### DIRECTIVE
Carry over the lines starting at the one containing "Objective — a point for each instance of the red" and ending at the end of the items, with the requests included. Add -86 to every coordinate value in the answers.

START MATERIAL TO PROCESS

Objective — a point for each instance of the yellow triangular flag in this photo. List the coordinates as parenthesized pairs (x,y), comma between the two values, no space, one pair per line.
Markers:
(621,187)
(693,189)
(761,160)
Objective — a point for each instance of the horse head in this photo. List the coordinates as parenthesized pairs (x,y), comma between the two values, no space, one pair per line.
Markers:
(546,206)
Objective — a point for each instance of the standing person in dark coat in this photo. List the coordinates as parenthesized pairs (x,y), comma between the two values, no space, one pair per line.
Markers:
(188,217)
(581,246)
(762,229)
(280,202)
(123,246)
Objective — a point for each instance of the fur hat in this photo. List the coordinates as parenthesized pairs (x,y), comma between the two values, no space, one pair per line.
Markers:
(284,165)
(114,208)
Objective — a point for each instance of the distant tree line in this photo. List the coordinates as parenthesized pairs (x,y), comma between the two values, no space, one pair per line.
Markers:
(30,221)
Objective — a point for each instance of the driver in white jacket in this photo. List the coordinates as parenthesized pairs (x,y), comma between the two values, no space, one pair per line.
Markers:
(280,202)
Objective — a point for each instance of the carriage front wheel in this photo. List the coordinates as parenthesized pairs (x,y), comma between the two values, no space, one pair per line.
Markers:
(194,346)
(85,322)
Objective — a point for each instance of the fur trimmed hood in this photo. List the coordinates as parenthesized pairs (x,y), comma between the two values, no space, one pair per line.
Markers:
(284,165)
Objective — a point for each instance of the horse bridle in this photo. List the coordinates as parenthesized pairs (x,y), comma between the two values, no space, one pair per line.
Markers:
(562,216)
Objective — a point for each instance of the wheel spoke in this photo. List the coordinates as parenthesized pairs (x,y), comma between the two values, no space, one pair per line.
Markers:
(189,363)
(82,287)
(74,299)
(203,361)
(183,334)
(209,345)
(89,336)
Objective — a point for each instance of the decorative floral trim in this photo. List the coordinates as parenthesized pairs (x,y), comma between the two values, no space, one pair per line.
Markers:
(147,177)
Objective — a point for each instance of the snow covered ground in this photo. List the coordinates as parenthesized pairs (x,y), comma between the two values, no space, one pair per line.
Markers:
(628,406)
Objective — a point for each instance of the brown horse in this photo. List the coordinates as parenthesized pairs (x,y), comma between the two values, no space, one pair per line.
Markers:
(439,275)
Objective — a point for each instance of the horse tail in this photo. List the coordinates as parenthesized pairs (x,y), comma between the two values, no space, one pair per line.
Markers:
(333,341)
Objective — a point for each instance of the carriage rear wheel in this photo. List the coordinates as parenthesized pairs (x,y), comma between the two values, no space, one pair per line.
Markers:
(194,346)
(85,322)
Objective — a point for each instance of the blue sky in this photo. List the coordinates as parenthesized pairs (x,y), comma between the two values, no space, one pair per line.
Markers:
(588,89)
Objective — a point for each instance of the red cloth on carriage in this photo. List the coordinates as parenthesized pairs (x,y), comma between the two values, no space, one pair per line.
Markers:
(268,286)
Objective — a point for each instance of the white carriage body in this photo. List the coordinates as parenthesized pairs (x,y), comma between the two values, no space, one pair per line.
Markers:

END MATERIAL TO PROCESS

### RESULT OF THE TASK
Objective — a point for each instance of the red cloth on carriage in this photo. List the coordinates as parenthesized pairs (x,y), comma between the two values, no space, one pair per line.
Markers:
(182,200)
Objective — a point for each instance of the white carriage body in this photo. List the coordinates as parenthesized pairs (x,y), comma between the two values, no space, one pair per line.
Markers:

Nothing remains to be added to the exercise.